- [Object location annotation data]
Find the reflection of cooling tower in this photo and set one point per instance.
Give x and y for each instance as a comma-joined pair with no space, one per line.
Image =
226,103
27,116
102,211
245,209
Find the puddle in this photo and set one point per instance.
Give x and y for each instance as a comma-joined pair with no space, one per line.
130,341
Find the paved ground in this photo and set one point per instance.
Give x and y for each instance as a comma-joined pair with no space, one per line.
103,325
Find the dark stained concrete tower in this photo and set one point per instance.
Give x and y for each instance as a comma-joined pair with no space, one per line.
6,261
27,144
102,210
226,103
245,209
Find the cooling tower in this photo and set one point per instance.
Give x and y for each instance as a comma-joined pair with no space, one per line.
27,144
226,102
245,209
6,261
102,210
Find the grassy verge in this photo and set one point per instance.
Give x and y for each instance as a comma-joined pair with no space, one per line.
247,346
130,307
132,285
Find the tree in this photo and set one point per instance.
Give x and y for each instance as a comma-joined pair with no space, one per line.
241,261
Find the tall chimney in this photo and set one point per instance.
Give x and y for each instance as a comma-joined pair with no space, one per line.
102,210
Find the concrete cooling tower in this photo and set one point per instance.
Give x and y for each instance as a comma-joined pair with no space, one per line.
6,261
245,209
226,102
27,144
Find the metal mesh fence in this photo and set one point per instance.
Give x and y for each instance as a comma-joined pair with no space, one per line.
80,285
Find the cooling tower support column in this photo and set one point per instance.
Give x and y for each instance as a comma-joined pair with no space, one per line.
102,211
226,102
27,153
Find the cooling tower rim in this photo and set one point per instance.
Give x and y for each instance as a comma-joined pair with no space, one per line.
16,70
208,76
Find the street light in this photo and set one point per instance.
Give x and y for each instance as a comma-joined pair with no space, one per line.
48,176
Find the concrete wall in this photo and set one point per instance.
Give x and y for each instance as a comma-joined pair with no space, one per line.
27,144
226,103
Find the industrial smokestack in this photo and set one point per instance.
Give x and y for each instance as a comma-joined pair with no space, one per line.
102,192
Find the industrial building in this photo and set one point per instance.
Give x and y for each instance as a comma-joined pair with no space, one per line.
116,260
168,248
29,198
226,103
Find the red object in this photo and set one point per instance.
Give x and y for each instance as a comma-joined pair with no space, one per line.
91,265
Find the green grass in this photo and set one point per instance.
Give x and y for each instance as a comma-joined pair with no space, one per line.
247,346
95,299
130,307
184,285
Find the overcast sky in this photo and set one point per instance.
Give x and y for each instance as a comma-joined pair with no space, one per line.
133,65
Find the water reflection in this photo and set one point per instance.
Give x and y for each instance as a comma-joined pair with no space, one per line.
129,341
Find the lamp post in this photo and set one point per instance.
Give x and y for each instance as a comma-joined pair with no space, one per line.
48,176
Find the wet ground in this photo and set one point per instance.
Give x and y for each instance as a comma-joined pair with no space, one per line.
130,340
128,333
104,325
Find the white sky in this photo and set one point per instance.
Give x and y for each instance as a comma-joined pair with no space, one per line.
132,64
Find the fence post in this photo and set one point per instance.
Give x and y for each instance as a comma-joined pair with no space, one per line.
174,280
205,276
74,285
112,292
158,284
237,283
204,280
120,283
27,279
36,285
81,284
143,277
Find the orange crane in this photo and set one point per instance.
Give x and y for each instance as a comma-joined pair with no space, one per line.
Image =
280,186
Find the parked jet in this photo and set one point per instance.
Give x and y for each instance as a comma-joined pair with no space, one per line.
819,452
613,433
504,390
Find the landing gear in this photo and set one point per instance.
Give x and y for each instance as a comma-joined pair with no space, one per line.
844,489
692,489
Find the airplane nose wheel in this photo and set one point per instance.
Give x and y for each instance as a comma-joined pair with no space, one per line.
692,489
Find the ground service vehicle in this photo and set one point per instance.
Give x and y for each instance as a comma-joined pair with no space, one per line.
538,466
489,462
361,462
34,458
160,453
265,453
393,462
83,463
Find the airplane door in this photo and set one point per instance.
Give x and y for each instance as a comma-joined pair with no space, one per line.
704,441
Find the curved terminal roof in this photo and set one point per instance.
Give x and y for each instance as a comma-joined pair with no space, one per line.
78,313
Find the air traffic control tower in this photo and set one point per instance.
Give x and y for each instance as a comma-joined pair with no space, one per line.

- [INSTRUCTION]
Would you copy out each line exactly as written?

- [ANSWER FOR THE TASK]
Find the reflection of cooling tower in this photo and set one point per instance.
Give x and y for each instance as a comma-joined pair with no space, one per line.
Image =
226,103
27,116
102,211
245,209
Find the puddle in this photo and set one point per instance.
Give x and y for each instance as a comma-joined pair with no space, one per line.
130,341
Find the paved ground in this photo and set one point per instance.
Give x and y for each instance as a comma-joined pair with no space, one per line.
103,325
Find the dark stained concrete tower in this photo and set one point per instance.
Give x and y for each instance as a comma-joined pair with no space, one per line.
6,261
27,144
102,210
226,103
245,209
Find the cooling tower in this photo and set one point per instance.
Give x and y for each instance as a comma-joined pair with no space, one per line.
27,144
226,102
245,209
6,261
102,210
Find the grassy verge in this photo and set one point per instance.
Give x and y for each instance as a comma-joined pair with no space, one per line.
247,346
130,307
132,285
Find the tree in this photo and set one point per instance.
Give x and y for each instance as a comma-joined pair with no space, one per line.
241,261
Find the tall chimney in this photo and set one point per instance.
Give x and y for each instance as a comma-joined pair with no space, one per line.
102,210
Find the concrete cooling tower in this photo and set one point per instance.
Give x and y for each instance as a comma-joined pair with no space, one per line.
6,261
245,209
226,102
27,144
Find the metal mesh fence in this photo and set one point per instance.
Give x and y for each instance as a comma-joined pair with no space, one per line.
80,285
Find the cooling tower support column in this photo and set one point per instance.
Give x and y for each instance as a comma-joined pair with no space, one per line.
102,211
226,102
27,153
Find the cooling tower rim in this photo and set one point per instance.
Give x and y for each instance as a comma-joined pair with no space, one per line.
16,70
208,76
Find the street light in this photo and set one point per instance.
Give x and y for each instance as a comma-joined pair with no space, one per line.
48,176
Find the concrete wall in this photo and set one point per instance.
Give x and y for each instance as a comma-joined pair with no space, one per line.
27,144
226,103
Find the industrial smokestack in this photo and set one point per instance.
Give x and y for each instance as a comma-joined pair with no space, one per line.
102,192
Find the industrial building in this photo and set one point per instance.
Give x and y for each instance as a comma-joined pair with no space, one per line.
116,260
168,248
29,198
226,103
Find the red object in this photo and set one point per instance.
Give x and y for each instance as a comma-joined pair with no space, one per line.
91,265
Find the green grass in this photo and set one point per instance.
Give x and y for each instance as a comma-joined pair with no space, one per line.
247,346
95,299
130,307
184,285
Find the overcast sky in this photo and set one point per instance.
Give x and y for each instance as a comma-joined pair with no space, one per line.
133,65
Find the water reflection in this photo and set one point per instance.
Give x and y for each instance as a comma-joined pair with no space, one per line.
129,341
Find the lamp post in this photo and set one point per instance.
Give x and y for each instance as a comma-joined pair with no space, one per line.
48,176
Find the wet ground in this photo and set one point per instance.
Give x and y for each instance as a comma-joined pair with no space, one per line.
130,340
128,333
104,325
Find the white sky in this photo and set one point per instance.
Give x and y for each instance as a comma-joined pair with no space, one per line.
132,64
Find the fence post in this photo and set one point per instance.
Give x and y for each instance as a comma-joined pair with no space, one per line.
174,280
205,276
74,285
112,292
158,284
237,283
204,280
120,283
27,279
36,285
81,284
143,277
Find the orange crane in this photo and set one point per instance.
Give x and y for each instance as a comma-joined pair with no space, one per line.
Image =
280,186
Find the parked jet in this photo and set one point per instance.
Give x and y for each instance as a comma-joined pair with no space, one per line.
819,452
613,433
504,390
Find the landing gear in this photo and set one point per instance.
Give x and y for each instance as a comma-joined pair with no space, one per line.
844,489
692,489
Find the airplane nose wheel in this photo and set one point per instance.
Give x and y for each instance as a comma-joined pair with no space, one per line.
692,489
Find the ground service vehicle in this photo and set one point per instance.
Give x and y for each instance as a comma-joined pair with no space, one per line.
538,466
489,462
361,462
34,458
160,453
265,453
393,462
83,463
Find the airplane door in this photo and set one point per instance.
Give x and y for each instance as a comma-joined pair with no space, one per line.
704,441
Find the curved terminal roof in this photo and set one point per instance.
Give x and y for each instance as a comma-joined pair with no space, one per line.
78,313
Find the air traffic control tower in this photo and set one point per instance.
Give x and y for each instance as a comma-joined pair with no space, one per line.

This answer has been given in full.